++++ Data entries

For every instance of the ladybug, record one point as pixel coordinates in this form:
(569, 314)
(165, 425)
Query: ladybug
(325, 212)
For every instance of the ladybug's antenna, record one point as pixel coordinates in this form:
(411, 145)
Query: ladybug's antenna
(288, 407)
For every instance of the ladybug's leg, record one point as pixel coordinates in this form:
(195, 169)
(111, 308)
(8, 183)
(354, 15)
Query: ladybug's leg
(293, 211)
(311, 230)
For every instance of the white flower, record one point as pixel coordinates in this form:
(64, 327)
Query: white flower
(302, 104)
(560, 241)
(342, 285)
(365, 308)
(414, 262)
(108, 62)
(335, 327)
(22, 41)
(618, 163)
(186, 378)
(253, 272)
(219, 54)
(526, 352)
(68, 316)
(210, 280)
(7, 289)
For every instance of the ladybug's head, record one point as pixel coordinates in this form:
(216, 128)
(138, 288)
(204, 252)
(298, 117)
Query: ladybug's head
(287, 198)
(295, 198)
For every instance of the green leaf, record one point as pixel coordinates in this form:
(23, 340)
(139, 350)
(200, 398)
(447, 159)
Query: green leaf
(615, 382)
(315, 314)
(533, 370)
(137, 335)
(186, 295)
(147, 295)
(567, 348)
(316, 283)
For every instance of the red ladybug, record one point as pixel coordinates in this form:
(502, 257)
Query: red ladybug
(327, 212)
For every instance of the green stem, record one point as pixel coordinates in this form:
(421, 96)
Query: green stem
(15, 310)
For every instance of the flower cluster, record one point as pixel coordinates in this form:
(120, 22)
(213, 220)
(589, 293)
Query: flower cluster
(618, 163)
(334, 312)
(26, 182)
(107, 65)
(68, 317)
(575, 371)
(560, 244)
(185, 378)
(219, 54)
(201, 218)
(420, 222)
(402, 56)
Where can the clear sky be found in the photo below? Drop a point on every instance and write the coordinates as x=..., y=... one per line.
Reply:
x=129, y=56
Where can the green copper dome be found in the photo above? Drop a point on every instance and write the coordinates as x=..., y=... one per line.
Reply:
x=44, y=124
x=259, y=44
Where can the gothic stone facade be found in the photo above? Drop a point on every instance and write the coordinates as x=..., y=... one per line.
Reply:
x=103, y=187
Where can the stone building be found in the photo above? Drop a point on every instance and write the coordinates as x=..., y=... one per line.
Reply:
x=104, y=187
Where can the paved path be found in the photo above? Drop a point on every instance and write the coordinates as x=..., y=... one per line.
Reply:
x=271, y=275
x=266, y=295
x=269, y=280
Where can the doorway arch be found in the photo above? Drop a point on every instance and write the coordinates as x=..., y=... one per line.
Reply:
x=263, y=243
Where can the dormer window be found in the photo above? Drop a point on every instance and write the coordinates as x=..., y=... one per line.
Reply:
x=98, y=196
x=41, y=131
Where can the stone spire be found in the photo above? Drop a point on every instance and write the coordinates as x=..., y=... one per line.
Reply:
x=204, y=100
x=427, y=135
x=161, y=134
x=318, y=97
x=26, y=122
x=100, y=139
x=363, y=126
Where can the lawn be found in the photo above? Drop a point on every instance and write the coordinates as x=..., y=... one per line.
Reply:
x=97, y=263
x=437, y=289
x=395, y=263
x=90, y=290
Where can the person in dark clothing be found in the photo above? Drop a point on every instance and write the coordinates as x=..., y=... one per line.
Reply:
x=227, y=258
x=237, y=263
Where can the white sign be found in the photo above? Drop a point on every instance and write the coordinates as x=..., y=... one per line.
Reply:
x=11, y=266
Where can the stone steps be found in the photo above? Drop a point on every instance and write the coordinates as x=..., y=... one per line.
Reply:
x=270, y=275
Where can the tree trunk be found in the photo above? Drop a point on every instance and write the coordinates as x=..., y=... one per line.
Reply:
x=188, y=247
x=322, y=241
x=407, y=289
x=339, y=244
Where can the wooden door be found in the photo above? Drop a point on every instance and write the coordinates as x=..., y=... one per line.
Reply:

++++++++

* [Instruction] Lay out the stretch of items from the line containing "Where can the clear" through the line containing "x=263, y=243" as a two-column CSV with the headers item and answer. Give one row per item, with its text and its answer each in one quoted field and any line breaks turned into spaces.

* [Final answer]
item,answer
"Where can the clear sky be found in the photo below? Drop a point on every instance and write the coordinates as x=..., y=... one per line. Reply:","x=129, y=56"
"Where can the green copper dome be found in the photo above? Drop a point on every instance and write the coordinates as x=..., y=... one per line. Reply:","x=44, y=124 x=259, y=44"
"Where can the gothic stone facade be found in the photo above? Drop a point on every instance and write the coordinates as x=..., y=... one per line. Reply:","x=103, y=187"
"Where can the stone building be found in the photo above? Drop a point on every instance and write the coordinates as x=..., y=... one per line. Reply:","x=104, y=187"
"Where can the paved path be found in the photo above? Drop a point on every instance and write the coordinates as x=..., y=... one per line. Reply:","x=271, y=275 x=266, y=295 x=269, y=280"
"Where can the doorway arch be found in the photo above? Drop a point on every instance and write the coordinates as x=..., y=... one per line. Reply:","x=263, y=243"